----- Material for the task

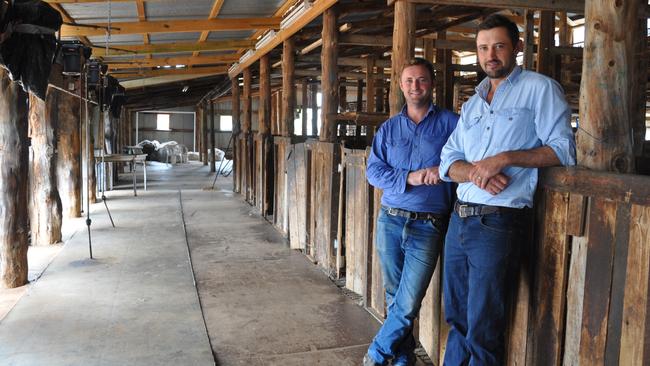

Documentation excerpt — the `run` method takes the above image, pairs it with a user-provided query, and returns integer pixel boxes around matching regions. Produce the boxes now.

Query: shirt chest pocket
[493,108,536,150]
[386,138,411,169]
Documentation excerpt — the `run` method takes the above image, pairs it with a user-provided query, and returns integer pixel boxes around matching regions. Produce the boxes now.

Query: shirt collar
[476,65,521,99]
[399,102,438,121]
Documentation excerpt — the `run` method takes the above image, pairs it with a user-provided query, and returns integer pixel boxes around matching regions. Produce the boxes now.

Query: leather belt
[382,206,445,221]
[454,201,525,218]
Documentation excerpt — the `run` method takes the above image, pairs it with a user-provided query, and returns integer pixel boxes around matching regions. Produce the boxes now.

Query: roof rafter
[61,17,282,37]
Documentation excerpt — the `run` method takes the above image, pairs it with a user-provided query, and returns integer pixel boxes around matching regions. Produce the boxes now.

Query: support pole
[29,88,63,245]
[320,6,339,142]
[577,0,646,173]
[208,101,217,173]
[389,0,416,115]
[537,10,555,76]
[280,38,296,137]
[0,69,29,288]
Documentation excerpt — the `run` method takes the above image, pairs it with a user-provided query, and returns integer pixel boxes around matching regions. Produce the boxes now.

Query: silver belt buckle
[458,205,469,219]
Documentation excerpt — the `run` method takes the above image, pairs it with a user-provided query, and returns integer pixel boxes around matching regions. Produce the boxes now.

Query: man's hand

----------

### Your goal:
Update every one of the entries above by changing "Produce the boxes now" to "Output the boxes now", leaving everything else the same. Omit the pictures from your answer.

### The solution:
Documentation excerpt — the `run` method takes the above image, pairs it with a user-provided query, and returns integer pixel boxes around matching regions. Output the boxes now.

Query: shirt chest pocket
[493,108,536,150]
[386,138,411,169]
Documentation excerpt — the `run` method takes the above image, pairs it with a user-provided query, and returns integer pixel boxes around matching regions. Output the boxes now.

Query: shirt collar
[476,65,521,99]
[399,102,438,121]
Documentation excerpt — the `run` method takes the above image, pairs it with a user-provided query, and returns integer pixel boxes around matching regions. Output the boxes now.

Query: leather belt
[382,206,445,221]
[454,201,525,218]
Documentation excerpt — the `run` method takes the above image, pairs it with a user-provided query, and returns integer pixel boxes around matching regions. Output the boxes now.

Query: roof rafter
[61,17,282,37]
Documentation excerpt — the `run` method takes the above image, pairs it with a user-provided query, and returns integer pixel boxes around matching regions. Output the boxes now.

Query: support pole
[29,88,63,245]
[320,6,339,142]
[577,0,646,173]
[208,101,217,173]
[389,0,416,115]
[537,10,555,76]
[280,38,296,137]
[0,69,29,288]
Documentation excerpt — the `run` method takes the above image, pairs it with a user-provided query, and returns integer pixel boxes around matching regions. Output the boxes now.

Query: silver belt buckle
[458,205,469,219]
Documentation excerpt — the `run` method takes the above image, pairs it with a user-provided query, and returns integer pixel boxes around matching regions. Output the boxes now.

Query: man's hand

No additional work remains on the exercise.